# [GIVEN INSTRUCTION 1]
In the passage about trouble in the company, what did Pacific Mercury do when it heard of the plan to start a new company?
# [GIVEN INSTRUCTION 2]
Pick out every line in the rows below that contains the word "green". Copy each of those lines in full.
>> begin SELECTED TEXT
That spring there was trouble in the company. As I was just an employee I wasn’t directly involved but the agreement under which the company was started, between Dave Evans and Pacific Mercury went awry. A separate corporation was to have been set up, as I understand it, and Dave was to get stock. I was never promised any stock but I believe some of the others expected it. Among other things I heard that Pacific Mercury had made improper charges against the Air Force contract. We believed again that if we disassociated ourselves from Pacific Mercury and started a new company, the star tracking job would come to us. I’m sure that the Air Force people who were monitoring our work encouraged such thoughts, but when Pacific Mercury heard of such, they fired Dave, and most of the rest of us walked out.
>> end SELECTED TEXT
>> begin DATASET EXCERPTS
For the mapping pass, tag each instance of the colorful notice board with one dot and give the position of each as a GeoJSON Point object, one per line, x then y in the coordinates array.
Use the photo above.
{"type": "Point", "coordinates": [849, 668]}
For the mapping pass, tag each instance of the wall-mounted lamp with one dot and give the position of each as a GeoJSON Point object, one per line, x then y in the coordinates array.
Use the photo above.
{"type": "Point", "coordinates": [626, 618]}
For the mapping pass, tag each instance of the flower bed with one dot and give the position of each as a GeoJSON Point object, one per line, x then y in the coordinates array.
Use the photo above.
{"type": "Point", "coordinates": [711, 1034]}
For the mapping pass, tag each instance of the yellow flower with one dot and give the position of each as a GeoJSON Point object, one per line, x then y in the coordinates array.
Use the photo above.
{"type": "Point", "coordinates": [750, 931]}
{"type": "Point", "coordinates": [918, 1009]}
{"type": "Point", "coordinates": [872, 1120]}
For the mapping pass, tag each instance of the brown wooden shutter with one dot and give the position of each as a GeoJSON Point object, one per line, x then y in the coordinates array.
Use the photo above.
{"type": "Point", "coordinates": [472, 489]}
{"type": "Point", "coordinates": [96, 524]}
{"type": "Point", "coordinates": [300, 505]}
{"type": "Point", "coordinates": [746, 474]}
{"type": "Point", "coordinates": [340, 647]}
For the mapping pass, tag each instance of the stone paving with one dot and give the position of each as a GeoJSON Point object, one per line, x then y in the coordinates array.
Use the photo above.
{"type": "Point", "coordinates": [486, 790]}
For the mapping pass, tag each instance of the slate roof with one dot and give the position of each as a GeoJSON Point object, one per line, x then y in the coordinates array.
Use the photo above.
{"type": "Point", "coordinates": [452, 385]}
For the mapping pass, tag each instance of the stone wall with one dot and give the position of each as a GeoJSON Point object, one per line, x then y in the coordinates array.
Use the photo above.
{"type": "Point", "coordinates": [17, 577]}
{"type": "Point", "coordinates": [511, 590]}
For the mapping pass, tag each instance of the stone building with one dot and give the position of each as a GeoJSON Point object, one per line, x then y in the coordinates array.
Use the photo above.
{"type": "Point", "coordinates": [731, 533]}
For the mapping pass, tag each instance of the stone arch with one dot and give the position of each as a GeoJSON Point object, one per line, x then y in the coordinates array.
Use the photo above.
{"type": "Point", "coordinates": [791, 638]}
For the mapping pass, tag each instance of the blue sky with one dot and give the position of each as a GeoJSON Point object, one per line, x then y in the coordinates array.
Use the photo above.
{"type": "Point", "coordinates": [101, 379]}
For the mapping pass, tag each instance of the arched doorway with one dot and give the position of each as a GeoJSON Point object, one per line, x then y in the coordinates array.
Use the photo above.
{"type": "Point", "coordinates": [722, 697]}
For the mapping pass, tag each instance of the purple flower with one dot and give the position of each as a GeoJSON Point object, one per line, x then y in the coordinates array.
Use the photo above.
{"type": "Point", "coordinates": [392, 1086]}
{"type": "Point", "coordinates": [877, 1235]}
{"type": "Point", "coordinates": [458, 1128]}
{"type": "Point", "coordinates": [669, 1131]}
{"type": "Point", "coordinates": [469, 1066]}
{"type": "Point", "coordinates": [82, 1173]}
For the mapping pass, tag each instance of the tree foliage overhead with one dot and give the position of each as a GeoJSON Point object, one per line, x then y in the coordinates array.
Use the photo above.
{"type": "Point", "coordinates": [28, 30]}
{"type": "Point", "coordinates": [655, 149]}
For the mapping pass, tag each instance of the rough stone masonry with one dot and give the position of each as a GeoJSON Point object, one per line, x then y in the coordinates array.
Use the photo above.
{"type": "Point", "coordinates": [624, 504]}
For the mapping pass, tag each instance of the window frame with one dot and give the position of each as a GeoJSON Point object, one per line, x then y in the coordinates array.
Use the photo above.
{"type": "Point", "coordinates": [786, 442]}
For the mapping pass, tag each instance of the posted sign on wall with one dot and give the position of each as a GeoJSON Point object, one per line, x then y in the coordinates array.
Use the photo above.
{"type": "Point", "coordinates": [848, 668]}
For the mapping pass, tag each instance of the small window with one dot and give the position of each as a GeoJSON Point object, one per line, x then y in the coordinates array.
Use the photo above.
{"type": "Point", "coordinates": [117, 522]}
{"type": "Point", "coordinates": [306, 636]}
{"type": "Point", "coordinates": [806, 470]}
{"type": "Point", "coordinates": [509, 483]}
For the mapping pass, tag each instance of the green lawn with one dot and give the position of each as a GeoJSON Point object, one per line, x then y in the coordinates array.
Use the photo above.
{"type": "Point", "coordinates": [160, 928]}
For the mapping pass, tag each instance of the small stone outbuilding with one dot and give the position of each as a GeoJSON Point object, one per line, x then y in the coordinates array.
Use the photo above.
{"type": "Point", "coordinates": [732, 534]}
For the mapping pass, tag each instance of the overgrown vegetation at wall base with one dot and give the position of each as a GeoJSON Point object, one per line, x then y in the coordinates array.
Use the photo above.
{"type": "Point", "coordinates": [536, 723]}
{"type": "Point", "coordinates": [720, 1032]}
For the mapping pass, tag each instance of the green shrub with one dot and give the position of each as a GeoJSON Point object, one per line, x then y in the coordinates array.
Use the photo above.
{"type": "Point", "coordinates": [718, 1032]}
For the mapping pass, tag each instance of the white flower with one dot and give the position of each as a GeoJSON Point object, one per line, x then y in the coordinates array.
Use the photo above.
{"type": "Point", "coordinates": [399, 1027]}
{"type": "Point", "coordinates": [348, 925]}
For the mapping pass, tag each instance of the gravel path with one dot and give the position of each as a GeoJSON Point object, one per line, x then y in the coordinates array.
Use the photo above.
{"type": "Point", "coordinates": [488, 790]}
>> end DATASET EXCERPTS
# [CORRECT RESULT 1]
Pacific Mercury fired Dave.

# [CORRECT RESULT 2]
For the mapping pass, tag each instance of the green lawn with one dot and give the position of each as a GeoJSON Point object, one per line, x then y in the coordinates array.
For the mapping pass, tag each instance of the green shrub with one dot and give the position of each as a GeoJSON Point object, one per line, x then y in the coordinates array.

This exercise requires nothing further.